_To do_
Can you format the lines below, from the one containing "Q: Report x and y for each instance of the tan" through the last line, inclusive, as a JSON list of strings with one string per line and blank lines left out?

(Pointing records for named objects)
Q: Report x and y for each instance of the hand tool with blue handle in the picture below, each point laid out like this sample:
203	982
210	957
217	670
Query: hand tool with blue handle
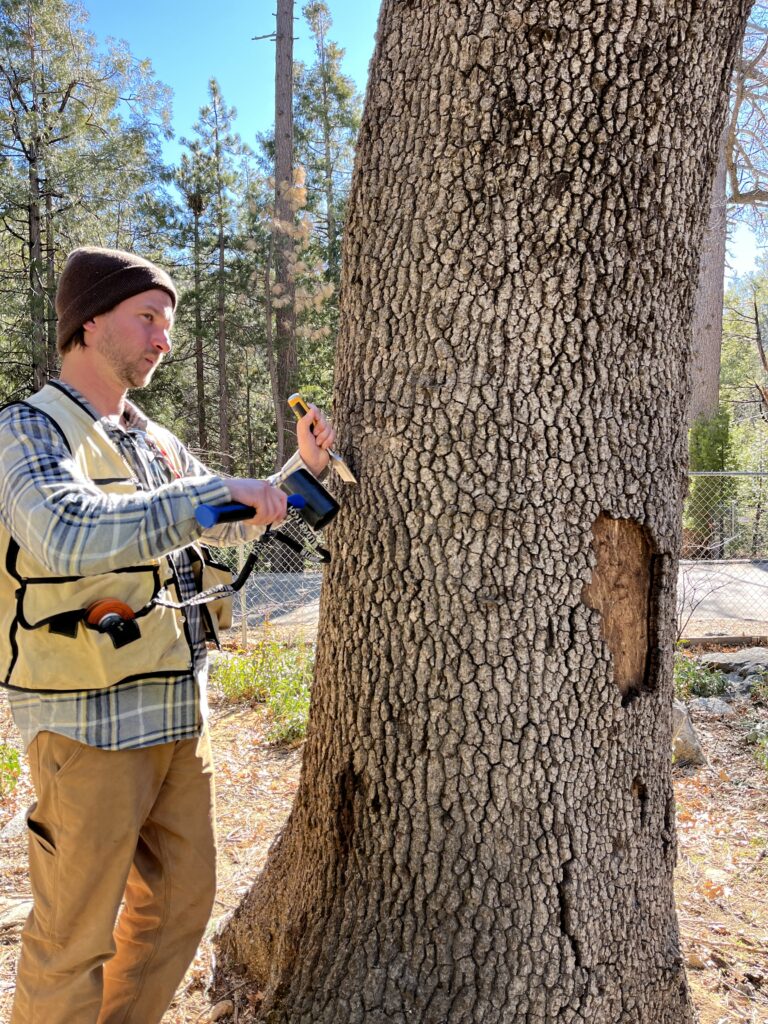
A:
211	515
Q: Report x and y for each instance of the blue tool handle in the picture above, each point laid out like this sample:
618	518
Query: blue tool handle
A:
211	515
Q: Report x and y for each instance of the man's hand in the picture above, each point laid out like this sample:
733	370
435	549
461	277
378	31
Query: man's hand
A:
315	436
269	502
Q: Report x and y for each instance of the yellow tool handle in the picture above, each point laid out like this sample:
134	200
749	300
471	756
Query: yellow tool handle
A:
298	406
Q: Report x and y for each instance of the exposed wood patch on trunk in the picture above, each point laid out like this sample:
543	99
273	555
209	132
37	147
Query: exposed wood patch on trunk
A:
622	591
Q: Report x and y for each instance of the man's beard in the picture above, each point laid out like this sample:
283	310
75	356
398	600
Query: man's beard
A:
130	372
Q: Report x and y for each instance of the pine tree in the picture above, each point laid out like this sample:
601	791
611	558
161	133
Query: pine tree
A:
78	134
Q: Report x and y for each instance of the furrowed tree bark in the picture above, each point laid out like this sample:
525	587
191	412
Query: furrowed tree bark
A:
708	309
484	825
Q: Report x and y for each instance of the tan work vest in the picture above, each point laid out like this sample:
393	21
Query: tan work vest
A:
44	641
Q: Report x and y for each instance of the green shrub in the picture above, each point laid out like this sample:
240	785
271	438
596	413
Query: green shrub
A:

_Expected answer_
[
  "Q: Report x and y for each instance of the tan work vest in the picture above, each point laid out like this sample:",
  "393\t21",
  "Query: tan work vest",
  "A:",
  "44\t641",
  "Q: Report x and y for each instance of the green shrub in the picture above, each point laid out like this sample:",
  "240\t785",
  "271\t438",
  "596\t413",
  "Query: green shrub",
  "A:"
]